═══ Input data

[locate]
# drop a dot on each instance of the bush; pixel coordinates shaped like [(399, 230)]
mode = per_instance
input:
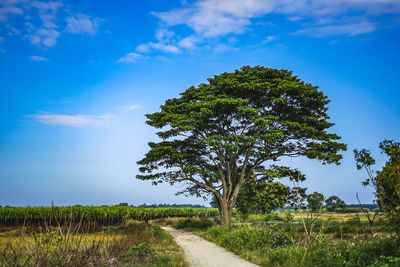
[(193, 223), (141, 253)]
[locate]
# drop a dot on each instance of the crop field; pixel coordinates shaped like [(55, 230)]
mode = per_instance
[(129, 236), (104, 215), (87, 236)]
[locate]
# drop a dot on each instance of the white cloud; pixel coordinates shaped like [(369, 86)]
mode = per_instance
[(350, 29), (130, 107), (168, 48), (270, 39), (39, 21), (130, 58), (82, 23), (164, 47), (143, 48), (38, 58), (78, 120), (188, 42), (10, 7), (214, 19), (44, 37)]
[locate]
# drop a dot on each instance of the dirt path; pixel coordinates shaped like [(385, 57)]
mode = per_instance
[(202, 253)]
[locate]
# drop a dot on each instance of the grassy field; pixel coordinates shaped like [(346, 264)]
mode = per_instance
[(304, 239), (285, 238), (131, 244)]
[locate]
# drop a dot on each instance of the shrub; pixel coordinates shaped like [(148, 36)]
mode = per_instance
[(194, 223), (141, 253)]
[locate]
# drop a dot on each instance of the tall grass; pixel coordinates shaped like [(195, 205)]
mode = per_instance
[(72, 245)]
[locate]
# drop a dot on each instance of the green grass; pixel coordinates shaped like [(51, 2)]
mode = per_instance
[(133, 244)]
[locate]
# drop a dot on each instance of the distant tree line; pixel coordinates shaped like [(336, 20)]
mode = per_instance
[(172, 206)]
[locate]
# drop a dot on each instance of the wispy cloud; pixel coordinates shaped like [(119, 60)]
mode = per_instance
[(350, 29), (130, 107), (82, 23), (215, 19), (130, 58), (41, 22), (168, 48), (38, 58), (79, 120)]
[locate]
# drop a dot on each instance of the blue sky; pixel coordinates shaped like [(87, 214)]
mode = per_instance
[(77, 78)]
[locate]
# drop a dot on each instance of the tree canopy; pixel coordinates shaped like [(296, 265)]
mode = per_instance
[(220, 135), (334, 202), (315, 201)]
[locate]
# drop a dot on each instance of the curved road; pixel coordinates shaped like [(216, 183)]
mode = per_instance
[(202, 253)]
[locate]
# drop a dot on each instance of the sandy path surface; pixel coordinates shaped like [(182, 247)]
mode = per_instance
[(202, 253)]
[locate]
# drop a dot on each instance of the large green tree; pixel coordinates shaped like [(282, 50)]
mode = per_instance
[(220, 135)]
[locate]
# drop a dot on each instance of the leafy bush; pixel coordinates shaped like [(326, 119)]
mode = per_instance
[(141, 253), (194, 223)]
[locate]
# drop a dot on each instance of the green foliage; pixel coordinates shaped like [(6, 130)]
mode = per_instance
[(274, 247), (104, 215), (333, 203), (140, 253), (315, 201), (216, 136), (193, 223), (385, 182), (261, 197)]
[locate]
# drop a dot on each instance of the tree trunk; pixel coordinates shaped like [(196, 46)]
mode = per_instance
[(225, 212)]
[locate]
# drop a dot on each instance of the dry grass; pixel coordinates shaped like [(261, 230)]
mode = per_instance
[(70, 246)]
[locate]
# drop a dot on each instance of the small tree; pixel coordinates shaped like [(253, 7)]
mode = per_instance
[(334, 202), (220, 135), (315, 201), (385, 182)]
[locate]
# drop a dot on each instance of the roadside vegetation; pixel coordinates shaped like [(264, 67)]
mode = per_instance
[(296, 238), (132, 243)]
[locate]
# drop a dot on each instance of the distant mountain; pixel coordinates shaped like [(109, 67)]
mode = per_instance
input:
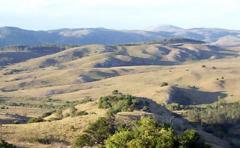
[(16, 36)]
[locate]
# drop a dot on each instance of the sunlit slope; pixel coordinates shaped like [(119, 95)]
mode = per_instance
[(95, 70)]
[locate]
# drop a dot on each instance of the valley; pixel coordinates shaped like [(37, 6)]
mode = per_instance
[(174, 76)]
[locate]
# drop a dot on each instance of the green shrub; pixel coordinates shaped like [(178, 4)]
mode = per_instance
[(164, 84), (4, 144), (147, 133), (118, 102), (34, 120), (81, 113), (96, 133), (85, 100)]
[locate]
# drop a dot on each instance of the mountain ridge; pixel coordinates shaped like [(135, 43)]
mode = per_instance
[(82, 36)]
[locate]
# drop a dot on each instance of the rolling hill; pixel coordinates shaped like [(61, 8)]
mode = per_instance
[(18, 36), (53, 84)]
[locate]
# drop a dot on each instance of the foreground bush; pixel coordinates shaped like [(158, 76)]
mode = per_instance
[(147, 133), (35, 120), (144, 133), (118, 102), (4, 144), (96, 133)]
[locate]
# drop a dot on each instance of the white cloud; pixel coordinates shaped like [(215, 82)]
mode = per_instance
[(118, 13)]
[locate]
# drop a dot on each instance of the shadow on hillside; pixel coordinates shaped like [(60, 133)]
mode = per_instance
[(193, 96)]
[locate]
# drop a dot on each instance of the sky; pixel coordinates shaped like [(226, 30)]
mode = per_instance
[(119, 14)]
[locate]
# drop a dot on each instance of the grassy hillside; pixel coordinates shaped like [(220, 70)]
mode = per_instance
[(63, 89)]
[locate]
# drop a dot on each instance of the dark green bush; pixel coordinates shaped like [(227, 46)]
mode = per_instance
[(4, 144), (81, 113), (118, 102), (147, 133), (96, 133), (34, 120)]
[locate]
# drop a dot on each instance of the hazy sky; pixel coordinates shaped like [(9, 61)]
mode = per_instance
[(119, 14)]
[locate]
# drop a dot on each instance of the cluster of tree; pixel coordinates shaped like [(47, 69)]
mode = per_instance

══════

**Problem:**
Please give the number of lines above that include the string "shrub", with nothing added.

**Written solution:**
2